--- Material for this task ---

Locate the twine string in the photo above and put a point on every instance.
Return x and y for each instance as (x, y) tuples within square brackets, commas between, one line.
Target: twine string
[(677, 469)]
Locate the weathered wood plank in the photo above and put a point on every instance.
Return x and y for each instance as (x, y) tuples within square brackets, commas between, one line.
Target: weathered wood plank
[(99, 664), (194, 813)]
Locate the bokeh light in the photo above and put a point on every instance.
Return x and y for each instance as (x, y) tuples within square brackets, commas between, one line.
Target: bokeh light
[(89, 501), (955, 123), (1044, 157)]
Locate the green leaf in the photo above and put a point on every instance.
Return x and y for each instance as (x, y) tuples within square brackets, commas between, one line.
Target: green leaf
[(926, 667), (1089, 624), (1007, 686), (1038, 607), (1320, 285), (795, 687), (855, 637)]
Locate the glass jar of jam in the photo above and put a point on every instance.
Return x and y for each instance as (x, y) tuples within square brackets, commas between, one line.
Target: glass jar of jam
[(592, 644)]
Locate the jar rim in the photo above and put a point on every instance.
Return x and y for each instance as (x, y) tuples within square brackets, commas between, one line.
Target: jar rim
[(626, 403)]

---

» **Task requirements**: Swap "Locate" for "Find" throughout the rows and write them all out again with nothing else changed.

» **Final answer**:
Find the twine string in the photo above and put a point on every instance.
Return x and y for each instance as (x, y) tuples within square brackets, commas between, one line.
Target: twine string
[(677, 469)]
Find the weathered wood plank in the photo above and put a point on every instance.
Return x and y for each instance as (x, y) tuples within square brackets, commas between, one line.
Target: weathered wood plank
[(99, 664), (194, 813)]
Find the bokeh light in the photo above and put a point on every instance.
Return x and y for each instance as (x, y) tuples within square brackets, commas between, one line.
Target: bokeh light
[(89, 501), (955, 123), (1044, 157)]
Find the green leaf in the photo above and put a point on every instance.
Return x and y for each instance as (x, y) tuples within square brackets, commas between, one line.
Target: green leaf
[(926, 667), (1089, 624), (1007, 686), (1038, 607), (1320, 285), (795, 687), (855, 637)]
Find the glass jar of jam in the photo above and put a point on every instance.
Return x and y for each instance as (x, y) tuples within square brackets, commas between, one line.
Target: glass jar of jam
[(592, 644)]
Find the jar rim in the photo above and put a point on every instance.
Return x and y for each instance as (x, y) tuples within square brackets, commas between, one line.
Target: jar rim
[(626, 403)]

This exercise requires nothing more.